## The exercise
Reproduce the material below word for word, from start to finish, and leave the pictures out of your answer.

## Raw records
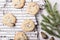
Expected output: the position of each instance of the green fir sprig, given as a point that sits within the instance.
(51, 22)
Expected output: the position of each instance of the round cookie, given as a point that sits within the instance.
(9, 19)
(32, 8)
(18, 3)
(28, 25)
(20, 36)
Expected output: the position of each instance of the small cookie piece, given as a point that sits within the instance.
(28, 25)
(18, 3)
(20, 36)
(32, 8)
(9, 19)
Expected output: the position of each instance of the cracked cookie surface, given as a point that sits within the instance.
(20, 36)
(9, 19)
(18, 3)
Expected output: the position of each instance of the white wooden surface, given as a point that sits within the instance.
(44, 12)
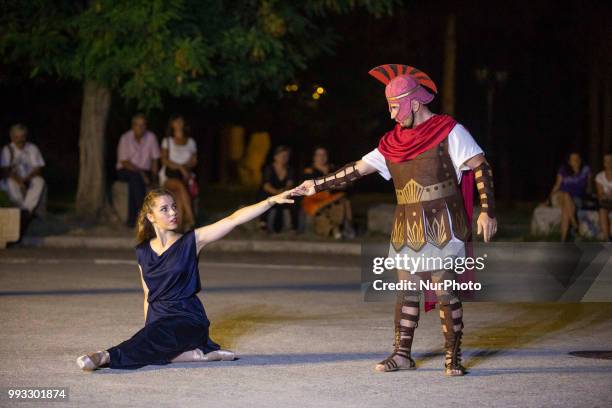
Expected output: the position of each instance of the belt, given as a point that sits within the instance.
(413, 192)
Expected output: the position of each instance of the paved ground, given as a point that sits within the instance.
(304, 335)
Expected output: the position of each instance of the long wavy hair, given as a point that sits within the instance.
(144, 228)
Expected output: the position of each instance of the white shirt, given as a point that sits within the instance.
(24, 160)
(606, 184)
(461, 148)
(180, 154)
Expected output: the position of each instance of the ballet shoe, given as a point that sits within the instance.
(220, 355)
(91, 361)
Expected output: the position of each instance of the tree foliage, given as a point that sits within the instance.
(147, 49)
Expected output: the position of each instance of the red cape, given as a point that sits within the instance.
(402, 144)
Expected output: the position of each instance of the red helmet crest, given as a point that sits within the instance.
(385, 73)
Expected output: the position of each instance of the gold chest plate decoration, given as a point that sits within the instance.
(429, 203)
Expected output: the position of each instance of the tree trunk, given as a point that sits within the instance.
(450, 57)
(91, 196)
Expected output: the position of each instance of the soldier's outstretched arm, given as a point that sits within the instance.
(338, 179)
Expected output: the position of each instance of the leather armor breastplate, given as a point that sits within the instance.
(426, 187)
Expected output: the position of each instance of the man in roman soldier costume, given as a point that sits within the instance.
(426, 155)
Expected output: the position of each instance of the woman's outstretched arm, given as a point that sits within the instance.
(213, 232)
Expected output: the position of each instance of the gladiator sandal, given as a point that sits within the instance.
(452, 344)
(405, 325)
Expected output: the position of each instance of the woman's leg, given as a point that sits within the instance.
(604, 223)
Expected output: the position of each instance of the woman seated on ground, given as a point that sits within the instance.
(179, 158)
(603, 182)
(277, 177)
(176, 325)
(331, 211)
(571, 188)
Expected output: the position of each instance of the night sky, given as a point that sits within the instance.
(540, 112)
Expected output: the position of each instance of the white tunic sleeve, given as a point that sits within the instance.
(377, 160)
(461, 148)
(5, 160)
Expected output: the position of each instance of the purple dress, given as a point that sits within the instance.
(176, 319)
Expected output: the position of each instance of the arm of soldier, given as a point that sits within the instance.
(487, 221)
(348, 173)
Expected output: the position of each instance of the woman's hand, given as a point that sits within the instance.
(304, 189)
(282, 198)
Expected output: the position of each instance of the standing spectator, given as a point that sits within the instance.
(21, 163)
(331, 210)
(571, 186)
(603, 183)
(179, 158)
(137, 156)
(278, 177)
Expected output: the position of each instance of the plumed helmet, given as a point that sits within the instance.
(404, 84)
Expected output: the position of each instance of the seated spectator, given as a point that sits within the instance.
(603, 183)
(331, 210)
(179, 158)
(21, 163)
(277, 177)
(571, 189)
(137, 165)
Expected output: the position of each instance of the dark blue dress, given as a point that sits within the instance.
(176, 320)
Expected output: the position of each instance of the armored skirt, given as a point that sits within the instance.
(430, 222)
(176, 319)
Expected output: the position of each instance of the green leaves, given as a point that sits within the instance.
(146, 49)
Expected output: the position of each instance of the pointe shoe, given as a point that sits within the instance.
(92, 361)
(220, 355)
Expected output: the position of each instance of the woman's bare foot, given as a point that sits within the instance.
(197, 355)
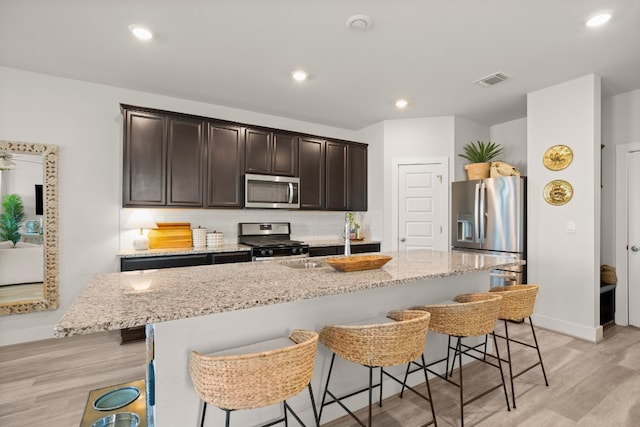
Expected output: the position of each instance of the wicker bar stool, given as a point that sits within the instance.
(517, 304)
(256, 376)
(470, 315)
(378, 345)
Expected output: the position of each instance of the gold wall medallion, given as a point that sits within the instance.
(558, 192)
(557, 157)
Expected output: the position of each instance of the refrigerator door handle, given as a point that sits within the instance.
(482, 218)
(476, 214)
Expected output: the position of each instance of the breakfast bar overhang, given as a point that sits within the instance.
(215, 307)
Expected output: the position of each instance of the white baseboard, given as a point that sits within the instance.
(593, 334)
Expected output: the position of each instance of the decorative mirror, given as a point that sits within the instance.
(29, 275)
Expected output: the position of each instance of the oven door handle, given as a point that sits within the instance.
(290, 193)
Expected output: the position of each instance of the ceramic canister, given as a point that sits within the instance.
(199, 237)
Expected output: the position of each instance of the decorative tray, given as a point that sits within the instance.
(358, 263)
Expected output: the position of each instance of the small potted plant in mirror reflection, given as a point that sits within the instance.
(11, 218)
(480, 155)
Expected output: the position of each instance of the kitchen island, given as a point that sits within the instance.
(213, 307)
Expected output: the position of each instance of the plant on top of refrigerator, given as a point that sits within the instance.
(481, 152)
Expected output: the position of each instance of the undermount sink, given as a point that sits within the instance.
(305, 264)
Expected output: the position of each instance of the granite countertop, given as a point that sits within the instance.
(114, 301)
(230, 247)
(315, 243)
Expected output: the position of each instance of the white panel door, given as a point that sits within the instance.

## Exercise output
Expected output: the position of each instance of the green fir sprig, given as a point that sits within the instance.
(51, 22)
Expected output: the position of each instance of the round cookie, given as a point that sits within the instance.
(9, 19)
(32, 8)
(18, 3)
(28, 25)
(20, 36)
Expected output: the position of each instance of the small cookie piece, given as a point that sits within the instance.
(28, 25)
(18, 3)
(20, 36)
(32, 8)
(9, 19)
Expected output: the position of each instance of the cracked cookie surface, given as a point that sits within the instance.
(20, 36)
(9, 19)
(18, 3)
Expected output: the position of each instance of the white wooden surface, given as a point that sits within the instance.
(44, 12)
Expected output: the position of each instance of the belt, given as a point that sits within the instance.
(413, 192)
Expected output: the position of each instance of the paved ground, given as a point that sits within the instance.
(304, 335)
Expected output: the position of each instance of the long wavy hair, given as a point that sits within the instance.
(144, 228)
Expected output: the position of each instance of the white shirt, given as a point that sits within the instance.
(24, 160)
(606, 184)
(461, 148)
(180, 154)
Expected output: the position of each instance of the ballet shoe, given as a point that sits within the instance.
(220, 355)
(91, 361)
Expected output: the position of each instance of the tree foliage, given as a point that sits within the instance.
(147, 49)
Expected output: the position of each instance of the red cape, given as a point that sits within the instance.
(402, 144)
Expected output: the position of each instance of the red helmet crest, given as a point that sits within the instance.
(385, 73)
Expected output: the position of each instance of the gold chest plate decoration, given as a point that sits within the instance.
(429, 203)
Expected output: the position of each instance of the tree trunk, given as a point that sits within the instance.
(450, 57)
(91, 196)
Expected output: the position of each instance of the soldier's outstretched arm, given as a point that sits within the instance.
(338, 179)
Expected output: the position of each instance of the leather armor breastplate, given as a point that sits within the instance.
(426, 187)
Expected output: the position of each instance of the man in roman soldier costume, given as a point that sits within the instance.
(426, 155)
Expected output: the position of each instance of the woman's outstretched arm, given as a point that sits within the instance.
(213, 232)
Expected output: the position of each instance of the gladiator sandal, given as a point that sits within the instance.
(452, 344)
(405, 325)
Expected output: the position of each instance of the woman's leg, given as a point that sits within the instance.
(604, 223)
Expected output: the position of each instance of the woman seated on ground, given as a point that sits within the instance.
(179, 158)
(603, 182)
(277, 177)
(176, 325)
(331, 211)
(571, 188)
Expected output: the position of each instance of the night sky, given as a point that sits within the instance.
(540, 112)
Expected output: the position of each instance of the white tunic sleeve, given as a point that sits within the instance.
(377, 160)
(461, 148)
(5, 160)
Expected output: the position of each instance of the purple dress, given as a point that sits within the instance.
(176, 319)
Expected output: the position of each instance of the arm of soldier, given as a point that sits within the instance.
(487, 221)
(348, 173)
Expected output: the position of each instance of the woman's hand, given as a point that sits within the instance.
(304, 189)
(282, 198)
Expected output: the position of each instance of the standing spectator, given as a point that sits within the instance.
(21, 163)
(331, 210)
(571, 186)
(603, 183)
(179, 158)
(137, 156)
(278, 177)
Expected output: the position of each instance of the plumed helmet, given as a point that sits within the instance.
(404, 84)
Expected output: the position of each instance of the seated spectator, given as a point that sits within the instance.
(603, 183)
(331, 210)
(179, 158)
(21, 163)
(277, 177)
(571, 189)
(137, 165)
Expected output: the position of each instance of the dark blue dress, given as a point that sits within the instance.
(176, 320)
Expected output: the position of each instance of the armored skirt, given as a point that sits within the instance.
(430, 222)
(176, 319)
Expected output: the position of each instance of the green leaves, given as a point that sits within the instance.
(146, 49)
Expected output: the position of each instance of the pointe shoe, given as a point that sits within the instance.
(92, 361)
(220, 355)
Expected output: the position of each instance of the woman's bare foot, given as a point that sits within the instance.
(197, 355)
Expected output: the position of each instance of the wicker bar stool, given as a point that sits within the instance.
(517, 304)
(256, 376)
(470, 315)
(378, 345)
Expected output: the position of each instance of the gold wall medallion, given as a point that sits within the instance.
(558, 192)
(557, 157)
Expected output: the position of each instance of the refrigerator door handle, given as a point that sits within the instance.
(482, 218)
(476, 214)
Expected output: the position of each instance of the breakfast bar overhang, given as a point that sits within the instance.
(215, 307)
Expected output: the position of each instance of the white baseboard, given as a point that sits within the instance.
(593, 334)
Expected output: the position of each instance of the decorative mirror, given as a point that sits within the instance.
(29, 275)
Expected output: the position of each instance of the oven door handle, given as a point that sits within the instance.
(290, 193)
Expected output: the position of each instance of the ceramic canister, given as a point that sits within the instance.
(199, 237)
Expected output: the position of each instance of the decorative tray, given as a point that sits within the instance.
(358, 263)
Expected output: the position of each instance of the small potted plant in mirror reflection, given as a point that sits within the instance.
(11, 218)
(480, 155)
Expected output: the position of each instance of the kitchen island, given as a point that sits within the instance.
(213, 307)
Expected output: the position of each instance of the plant on top of refrigerator, given as a point that sits within the instance.
(481, 152)
Expected output: the position of each instance of the undermount sink, given as a point that sits within the instance.
(305, 264)
Expected output: the position of each instance of the granite countertop, given as a point that sits within the instance.
(114, 301)
(230, 247)
(315, 243)
Expected output: the position of each instance of the white panel door, given as a point that sits within the instance.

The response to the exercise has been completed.